## INFORMATION SHOWN

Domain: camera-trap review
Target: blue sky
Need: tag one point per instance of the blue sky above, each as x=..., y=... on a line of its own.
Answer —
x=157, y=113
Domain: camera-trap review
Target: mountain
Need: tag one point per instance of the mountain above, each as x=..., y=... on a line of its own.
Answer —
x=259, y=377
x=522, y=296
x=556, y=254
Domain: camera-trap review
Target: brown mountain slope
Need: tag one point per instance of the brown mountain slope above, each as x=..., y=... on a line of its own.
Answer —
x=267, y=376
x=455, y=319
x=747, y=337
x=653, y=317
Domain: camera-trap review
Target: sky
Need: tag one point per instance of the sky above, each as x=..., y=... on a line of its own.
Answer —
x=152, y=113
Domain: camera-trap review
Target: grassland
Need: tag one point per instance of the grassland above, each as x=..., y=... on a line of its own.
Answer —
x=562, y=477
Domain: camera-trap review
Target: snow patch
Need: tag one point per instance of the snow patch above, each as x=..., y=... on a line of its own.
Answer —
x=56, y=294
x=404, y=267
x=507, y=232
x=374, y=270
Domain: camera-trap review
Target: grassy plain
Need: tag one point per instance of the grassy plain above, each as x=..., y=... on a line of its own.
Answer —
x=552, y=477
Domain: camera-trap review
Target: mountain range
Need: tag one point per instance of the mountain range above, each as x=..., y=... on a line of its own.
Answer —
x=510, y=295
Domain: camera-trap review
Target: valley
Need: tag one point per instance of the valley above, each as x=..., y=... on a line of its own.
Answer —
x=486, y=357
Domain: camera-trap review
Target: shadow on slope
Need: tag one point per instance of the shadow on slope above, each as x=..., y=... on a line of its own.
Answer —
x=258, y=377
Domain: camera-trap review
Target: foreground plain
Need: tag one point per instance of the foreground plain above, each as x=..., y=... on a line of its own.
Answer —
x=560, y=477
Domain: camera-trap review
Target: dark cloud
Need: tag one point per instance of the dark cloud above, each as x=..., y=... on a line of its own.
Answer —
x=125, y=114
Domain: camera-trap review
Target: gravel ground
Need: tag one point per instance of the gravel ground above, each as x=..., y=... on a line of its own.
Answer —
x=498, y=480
==
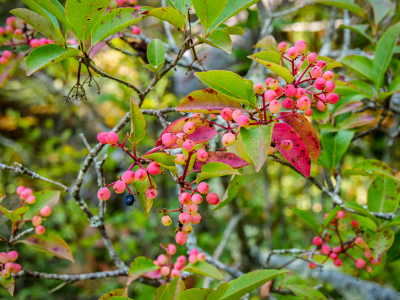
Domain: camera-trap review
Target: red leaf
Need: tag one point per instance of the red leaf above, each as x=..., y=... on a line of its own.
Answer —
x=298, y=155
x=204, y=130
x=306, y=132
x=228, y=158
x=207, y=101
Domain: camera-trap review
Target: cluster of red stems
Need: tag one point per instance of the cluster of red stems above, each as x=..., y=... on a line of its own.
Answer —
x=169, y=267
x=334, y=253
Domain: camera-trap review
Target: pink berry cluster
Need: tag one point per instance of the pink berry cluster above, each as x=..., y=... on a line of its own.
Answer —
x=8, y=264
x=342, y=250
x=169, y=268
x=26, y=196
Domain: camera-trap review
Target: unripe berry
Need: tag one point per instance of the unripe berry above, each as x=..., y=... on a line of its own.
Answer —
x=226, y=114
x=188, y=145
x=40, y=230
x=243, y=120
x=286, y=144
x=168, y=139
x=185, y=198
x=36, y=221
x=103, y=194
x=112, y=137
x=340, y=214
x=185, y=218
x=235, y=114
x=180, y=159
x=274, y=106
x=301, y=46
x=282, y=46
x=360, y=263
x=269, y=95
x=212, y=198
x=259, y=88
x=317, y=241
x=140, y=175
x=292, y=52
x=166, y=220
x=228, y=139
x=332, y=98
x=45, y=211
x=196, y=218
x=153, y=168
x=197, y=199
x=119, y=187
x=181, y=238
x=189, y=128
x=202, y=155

## STATED PROBLEM
Count the lines in the records above that contain the string "blue", with uppercase and lowercase treated as different, and give only the number.

## FULL RESPONSE
2